** Begin EXCERPTED RECORDS **
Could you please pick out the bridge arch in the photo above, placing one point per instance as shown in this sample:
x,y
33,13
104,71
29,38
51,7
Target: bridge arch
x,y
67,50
** End EXCERPTED RECORDS **
STATED TASK: Turn all of the records above into a JSON list of strings, with one string for each line and any blank lines left out.

RESULT OF THE TASK:
[
  "Could you please pick out the bridge arch in the photo above, placing one point per instance as shown in this sample:",
  "x,y",
  "33,13",
  "104,71",
  "29,38",
  "51,7",
  "Target: bridge arch",
  "x,y",
  "67,50"
]